_TASK DETAILS_
Rewrite the material from the line with "trace: forest" up to and including the line with "Trace every instance of the forest.", renaming "forest" to "woodland" and leaving everything else unchanged.

Some records
......
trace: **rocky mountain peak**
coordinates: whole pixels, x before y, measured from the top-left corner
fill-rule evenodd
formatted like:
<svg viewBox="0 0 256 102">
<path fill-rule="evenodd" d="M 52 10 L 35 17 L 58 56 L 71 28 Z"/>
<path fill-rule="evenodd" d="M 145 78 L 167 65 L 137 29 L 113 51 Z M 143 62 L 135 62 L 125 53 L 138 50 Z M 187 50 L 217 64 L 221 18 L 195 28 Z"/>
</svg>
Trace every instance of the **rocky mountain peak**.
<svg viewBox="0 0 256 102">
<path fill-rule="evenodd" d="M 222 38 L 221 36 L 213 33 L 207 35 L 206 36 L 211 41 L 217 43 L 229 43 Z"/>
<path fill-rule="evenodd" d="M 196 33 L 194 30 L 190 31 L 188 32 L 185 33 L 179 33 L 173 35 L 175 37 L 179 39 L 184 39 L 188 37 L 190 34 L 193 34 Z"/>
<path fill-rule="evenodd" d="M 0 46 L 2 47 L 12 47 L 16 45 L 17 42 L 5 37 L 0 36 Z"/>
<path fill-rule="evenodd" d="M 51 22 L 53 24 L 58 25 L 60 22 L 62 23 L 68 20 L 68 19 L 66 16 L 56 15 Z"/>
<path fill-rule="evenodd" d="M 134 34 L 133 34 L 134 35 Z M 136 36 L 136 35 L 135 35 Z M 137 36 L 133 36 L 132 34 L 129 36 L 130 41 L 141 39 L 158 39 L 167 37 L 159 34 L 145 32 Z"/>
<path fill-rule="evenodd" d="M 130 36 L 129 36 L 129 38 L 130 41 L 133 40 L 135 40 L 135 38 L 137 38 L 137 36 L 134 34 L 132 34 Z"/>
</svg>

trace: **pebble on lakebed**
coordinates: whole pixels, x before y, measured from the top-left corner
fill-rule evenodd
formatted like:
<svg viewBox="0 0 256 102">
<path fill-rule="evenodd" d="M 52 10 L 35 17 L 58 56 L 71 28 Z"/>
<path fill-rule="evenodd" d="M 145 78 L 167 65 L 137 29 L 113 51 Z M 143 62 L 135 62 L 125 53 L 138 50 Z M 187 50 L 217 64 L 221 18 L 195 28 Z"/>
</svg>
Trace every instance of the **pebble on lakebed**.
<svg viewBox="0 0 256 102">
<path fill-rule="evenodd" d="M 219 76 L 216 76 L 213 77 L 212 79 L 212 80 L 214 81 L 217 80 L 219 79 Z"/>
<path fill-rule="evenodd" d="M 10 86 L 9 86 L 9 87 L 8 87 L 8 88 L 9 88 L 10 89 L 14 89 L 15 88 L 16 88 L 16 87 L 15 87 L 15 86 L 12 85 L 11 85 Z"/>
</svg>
......
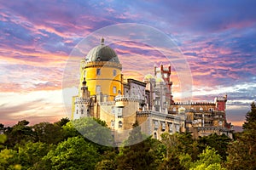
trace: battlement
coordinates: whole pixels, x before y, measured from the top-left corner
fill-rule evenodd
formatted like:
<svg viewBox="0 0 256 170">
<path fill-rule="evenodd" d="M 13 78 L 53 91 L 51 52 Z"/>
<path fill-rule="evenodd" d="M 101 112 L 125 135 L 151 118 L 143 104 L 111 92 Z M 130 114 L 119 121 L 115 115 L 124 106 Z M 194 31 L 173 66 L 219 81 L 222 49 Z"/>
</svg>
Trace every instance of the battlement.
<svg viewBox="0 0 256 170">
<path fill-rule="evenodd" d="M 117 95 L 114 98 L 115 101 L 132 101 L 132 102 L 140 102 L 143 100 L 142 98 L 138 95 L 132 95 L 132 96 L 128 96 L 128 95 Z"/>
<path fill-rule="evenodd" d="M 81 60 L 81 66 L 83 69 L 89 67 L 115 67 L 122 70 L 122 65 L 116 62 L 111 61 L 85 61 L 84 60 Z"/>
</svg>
......
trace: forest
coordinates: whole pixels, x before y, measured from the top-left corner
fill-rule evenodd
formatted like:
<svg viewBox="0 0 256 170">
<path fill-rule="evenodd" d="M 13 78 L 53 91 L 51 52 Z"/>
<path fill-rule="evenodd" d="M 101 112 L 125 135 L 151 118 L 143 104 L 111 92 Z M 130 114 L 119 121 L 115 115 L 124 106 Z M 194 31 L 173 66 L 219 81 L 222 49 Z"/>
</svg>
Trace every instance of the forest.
......
_COMPLETE ANSWER_
trace: woodland
coordinates: whole pixels, x before y, measured from the top-left corner
fill-rule evenodd
formatted like:
<svg viewBox="0 0 256 170">
<path fill-rule="evenodd" d="M 13 78 L 53 91 L 51 52 Z"/>
<path fill-rule="evenodd" d="M 101 112 L 125 135 L 151 118 L 143 104 L 111 92 Z M 130 114 L 119 121 L 115 115 L 124 106 Z M 194 31 L 173 66 L 219 81 L 222 49 Z"/>
</svg>
Trace every instance of the woodland.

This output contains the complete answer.